Saved entries:
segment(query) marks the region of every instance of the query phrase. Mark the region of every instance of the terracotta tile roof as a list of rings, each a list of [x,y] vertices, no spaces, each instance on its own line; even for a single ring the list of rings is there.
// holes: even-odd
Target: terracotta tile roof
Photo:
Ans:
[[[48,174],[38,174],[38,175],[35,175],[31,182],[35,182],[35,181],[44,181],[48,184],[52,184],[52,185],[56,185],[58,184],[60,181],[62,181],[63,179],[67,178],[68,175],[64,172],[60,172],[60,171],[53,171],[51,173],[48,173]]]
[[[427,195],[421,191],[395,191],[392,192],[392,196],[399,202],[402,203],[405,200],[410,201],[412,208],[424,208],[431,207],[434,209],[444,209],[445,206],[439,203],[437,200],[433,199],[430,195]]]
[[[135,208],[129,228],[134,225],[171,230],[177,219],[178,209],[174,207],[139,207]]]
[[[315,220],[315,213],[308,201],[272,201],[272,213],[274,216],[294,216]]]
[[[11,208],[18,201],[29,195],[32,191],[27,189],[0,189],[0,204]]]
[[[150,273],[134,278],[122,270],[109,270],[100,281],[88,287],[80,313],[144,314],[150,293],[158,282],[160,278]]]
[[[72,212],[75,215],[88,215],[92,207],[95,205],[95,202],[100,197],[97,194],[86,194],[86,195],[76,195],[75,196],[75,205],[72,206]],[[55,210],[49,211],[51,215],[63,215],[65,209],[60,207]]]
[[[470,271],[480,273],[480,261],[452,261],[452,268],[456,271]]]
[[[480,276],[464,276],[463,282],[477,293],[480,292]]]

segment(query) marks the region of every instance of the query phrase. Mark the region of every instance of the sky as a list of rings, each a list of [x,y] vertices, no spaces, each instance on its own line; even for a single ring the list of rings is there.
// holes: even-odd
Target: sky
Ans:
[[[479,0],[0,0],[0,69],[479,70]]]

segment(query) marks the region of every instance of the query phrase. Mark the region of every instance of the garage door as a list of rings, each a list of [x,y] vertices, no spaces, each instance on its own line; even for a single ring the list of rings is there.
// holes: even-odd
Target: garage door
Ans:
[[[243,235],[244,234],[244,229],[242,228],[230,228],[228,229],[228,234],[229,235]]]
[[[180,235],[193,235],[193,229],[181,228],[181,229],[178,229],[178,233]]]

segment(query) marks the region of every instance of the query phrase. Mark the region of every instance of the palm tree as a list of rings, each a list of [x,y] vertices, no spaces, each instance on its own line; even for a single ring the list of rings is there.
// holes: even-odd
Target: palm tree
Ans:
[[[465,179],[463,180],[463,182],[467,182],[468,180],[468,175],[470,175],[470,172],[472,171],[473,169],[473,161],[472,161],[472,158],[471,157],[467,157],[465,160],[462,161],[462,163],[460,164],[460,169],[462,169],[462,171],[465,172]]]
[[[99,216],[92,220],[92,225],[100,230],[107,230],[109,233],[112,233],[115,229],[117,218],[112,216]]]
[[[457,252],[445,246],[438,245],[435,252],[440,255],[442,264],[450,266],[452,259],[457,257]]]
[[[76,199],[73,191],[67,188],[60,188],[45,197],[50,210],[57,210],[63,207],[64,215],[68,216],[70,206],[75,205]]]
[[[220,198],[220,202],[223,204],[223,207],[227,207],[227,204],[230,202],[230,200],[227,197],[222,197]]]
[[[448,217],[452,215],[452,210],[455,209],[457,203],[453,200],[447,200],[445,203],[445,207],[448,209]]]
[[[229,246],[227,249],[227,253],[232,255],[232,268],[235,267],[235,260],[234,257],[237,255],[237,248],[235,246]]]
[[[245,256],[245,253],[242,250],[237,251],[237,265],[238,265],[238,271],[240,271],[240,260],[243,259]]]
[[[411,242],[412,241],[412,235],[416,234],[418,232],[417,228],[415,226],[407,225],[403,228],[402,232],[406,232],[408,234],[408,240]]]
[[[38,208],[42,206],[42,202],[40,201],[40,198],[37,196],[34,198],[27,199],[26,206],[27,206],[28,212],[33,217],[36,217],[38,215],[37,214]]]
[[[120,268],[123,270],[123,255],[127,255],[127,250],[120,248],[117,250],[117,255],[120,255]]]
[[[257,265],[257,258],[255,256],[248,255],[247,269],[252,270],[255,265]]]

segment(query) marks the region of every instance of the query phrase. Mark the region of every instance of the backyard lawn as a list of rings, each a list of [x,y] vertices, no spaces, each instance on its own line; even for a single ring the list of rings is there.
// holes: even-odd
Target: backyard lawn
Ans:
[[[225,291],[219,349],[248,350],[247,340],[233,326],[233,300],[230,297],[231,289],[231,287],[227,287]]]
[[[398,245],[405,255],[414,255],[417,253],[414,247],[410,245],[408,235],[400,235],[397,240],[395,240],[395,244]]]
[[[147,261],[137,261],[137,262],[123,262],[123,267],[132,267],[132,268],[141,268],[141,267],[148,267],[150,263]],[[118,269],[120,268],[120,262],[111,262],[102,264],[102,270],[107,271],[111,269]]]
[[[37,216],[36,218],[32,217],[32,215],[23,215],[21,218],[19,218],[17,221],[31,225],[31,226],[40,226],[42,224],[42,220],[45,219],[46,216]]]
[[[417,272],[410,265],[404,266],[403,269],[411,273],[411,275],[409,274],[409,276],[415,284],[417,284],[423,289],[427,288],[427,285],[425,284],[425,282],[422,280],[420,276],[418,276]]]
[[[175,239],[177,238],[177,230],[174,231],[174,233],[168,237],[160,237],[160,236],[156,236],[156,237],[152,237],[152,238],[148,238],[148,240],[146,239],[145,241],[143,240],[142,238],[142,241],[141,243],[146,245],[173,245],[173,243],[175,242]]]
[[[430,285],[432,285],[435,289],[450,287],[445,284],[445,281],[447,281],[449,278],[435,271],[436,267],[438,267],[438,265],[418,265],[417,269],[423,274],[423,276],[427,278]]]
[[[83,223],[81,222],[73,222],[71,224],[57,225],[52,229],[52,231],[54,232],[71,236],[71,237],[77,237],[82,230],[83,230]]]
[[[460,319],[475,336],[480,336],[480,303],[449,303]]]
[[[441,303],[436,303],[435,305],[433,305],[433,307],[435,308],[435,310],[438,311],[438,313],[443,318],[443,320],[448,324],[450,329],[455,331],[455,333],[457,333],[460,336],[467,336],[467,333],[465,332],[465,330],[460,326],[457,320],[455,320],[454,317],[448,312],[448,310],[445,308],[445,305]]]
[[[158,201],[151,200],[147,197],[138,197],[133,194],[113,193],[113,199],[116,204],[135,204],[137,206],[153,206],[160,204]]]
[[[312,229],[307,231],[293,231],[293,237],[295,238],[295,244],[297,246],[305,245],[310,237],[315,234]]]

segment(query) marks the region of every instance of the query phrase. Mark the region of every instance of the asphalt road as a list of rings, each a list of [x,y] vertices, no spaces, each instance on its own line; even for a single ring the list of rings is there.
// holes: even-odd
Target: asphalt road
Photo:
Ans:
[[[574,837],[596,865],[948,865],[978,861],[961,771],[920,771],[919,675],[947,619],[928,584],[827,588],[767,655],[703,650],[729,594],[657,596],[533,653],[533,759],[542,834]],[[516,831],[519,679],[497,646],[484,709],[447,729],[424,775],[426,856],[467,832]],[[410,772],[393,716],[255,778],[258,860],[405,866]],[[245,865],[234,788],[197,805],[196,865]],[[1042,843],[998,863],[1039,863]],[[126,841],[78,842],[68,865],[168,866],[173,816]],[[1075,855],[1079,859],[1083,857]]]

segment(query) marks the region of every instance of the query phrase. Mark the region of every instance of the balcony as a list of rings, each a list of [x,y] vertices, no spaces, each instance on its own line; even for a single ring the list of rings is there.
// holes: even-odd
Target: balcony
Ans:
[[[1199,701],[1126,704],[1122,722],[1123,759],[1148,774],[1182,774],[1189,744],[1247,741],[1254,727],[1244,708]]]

**Exercise requirements:**
Find the word "road" in the entries, and copy every line it shows up in.

**Response below:**
segment(query) marks the region of every instance of the query phrase. Mark the region of every instance of the asphalt road as a list of rings, each a list of [x,y] vertices, no spaces, each instance on its own line; even for a single ring the list of rings is there.
Target: asphalt road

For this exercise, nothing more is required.